PROBLEM DESCRIPTION
When you reproduce the entries below, keep each one exact and drop any pictures.
--- MATERIAL TO PROCESS Enclosed Below ---
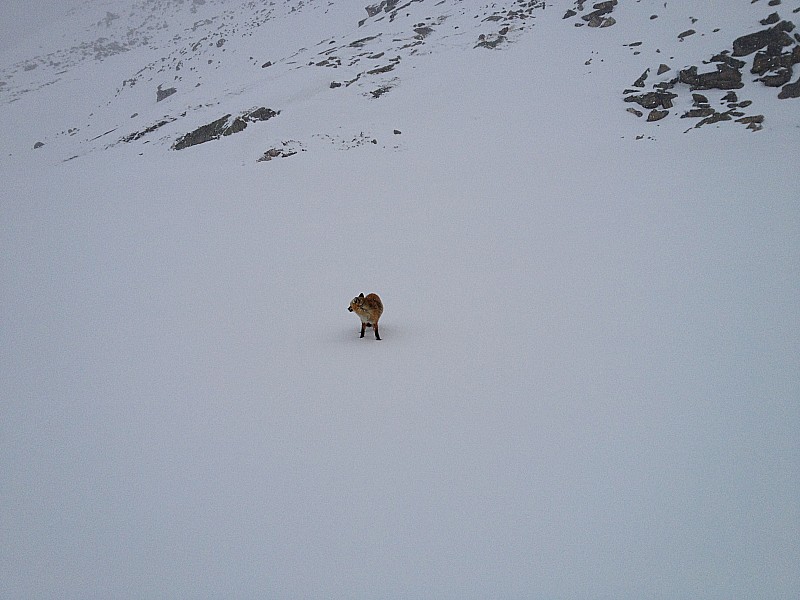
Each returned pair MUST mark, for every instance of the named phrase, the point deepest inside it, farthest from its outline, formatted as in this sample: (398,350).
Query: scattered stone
(695,113)
(140,134)
(640,82)
(751,119)
(724,78)
(289,148)
(164,93)
(222,127)
(774,36)
(790,90)
(653,100)
(779,78)
(770,20)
--- End of Enclosed MATERIAL TO PROCESS ---
EXERCISE RESULT
Each returned pair MUST mark, for every instance of the named phrase, the point deepest inside it, farthest from its outline, formatted as in this sample: (398,350).
Query: scattered stone
(695,113)
(140,134)
(640,82)
(751,119)
(724,78)
(289,148)
(164,93)
(222,127)
(774,36)
(790,90)
(653,100)
(779,78)
(770,20)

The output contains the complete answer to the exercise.